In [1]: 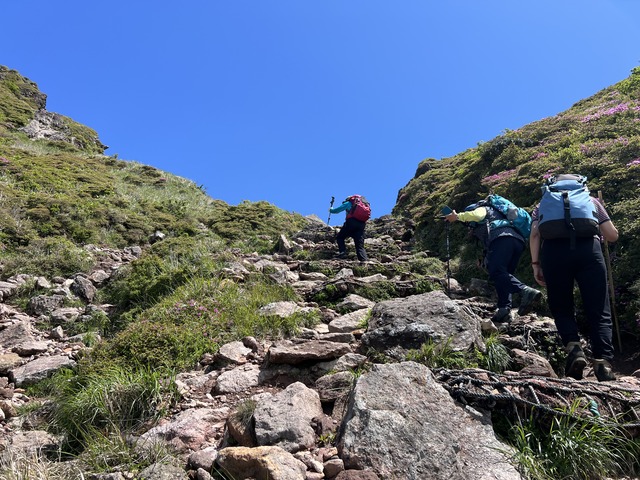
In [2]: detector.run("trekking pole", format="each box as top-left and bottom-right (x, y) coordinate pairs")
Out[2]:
(598, 191), (622, 353)
(326, 196), (335, 225)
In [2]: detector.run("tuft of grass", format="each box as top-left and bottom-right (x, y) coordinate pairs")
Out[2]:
(78, 428), (174, 475)
(478, 333), (511, 373)
(505, 402), (640, 480)
(234, 399), (257, 427)
(47, 365), (178, 451)
(0, 450), (84, 480)
(406, 337), (471, 369)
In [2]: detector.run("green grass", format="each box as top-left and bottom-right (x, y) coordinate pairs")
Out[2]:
(504, 402), (640, 480)
(405, 337), (471, 369)
(47, 366), (178, 451)
(478, 333), (512, 373)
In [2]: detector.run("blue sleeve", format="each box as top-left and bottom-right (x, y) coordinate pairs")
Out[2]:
(330, 201), (352, 214)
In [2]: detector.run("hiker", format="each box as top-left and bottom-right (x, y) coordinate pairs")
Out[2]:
(444, 195), (541, 323)
(529, 174), (619, 381)
(330, 195), (370, 261)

Work item »
An exact copy of every line above, minus the pictures, is the required output.

Answer for the task »
In [1]: 
In [2]: detector.run("trekking pole", format="each box as top-left and bottom-right (x, y) coordinate pairs")
Out[2]:
(598, 191), (622, 353)
(326, 196), (335, 225)
In [2]: detector.run("tuft of grass", format="each box as top-left and bottom-right (x, y) coordinate pairs")
Out[2]:
(78, 428), (174, 475)
(478, 333), (511, 373)
(505, 402), (640, 480)
(234, 399), (257, 427)
(47, 365), (178, 451)
(0, 450), (84, 480)
(406, 337), (471, 369)
In [2]: detector.run("green grass", format="each box as top-left and bottom-right (x, y) coordinate pairs")
Out[2]:
(504, 402), (640, 480)
(405, 337), (471, 369)
(47, 366), (178, 451)
(478, 333), (512, 373)
In [2]: detector.run("blue sleeve", format="each box as top-left and bottom-right (x, y) coordinate pairs")
Out[2]:
(330, 201), (352, 214)
In [2]: detector.run("hiker", format="each box as top-left and bottom-right (x, y) coordinate pairs")
Out[2]:
(444, 195), (541, 323)
(529, 174), (619, 381)
(330, 195), (370, 261)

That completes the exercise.